--- What to work on ---
Please restate word for word, and with nothing added, the lines that run from the one holding "Target: cabinet drawer" to the end of the entries below.

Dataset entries
━━━━━━
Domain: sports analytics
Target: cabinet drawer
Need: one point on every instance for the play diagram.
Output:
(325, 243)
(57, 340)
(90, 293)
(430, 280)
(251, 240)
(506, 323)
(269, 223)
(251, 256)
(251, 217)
━━━━━━
--- Exercise result ---
Target: cabinet drawer
Need: one point on every instance for the play diagram.
Output:
(325, 243)
(57, 340)
(90, 293)
(430, 280)
(251, 240)
(506, 323)
(269, 223)
(251, 256)
(251, 217)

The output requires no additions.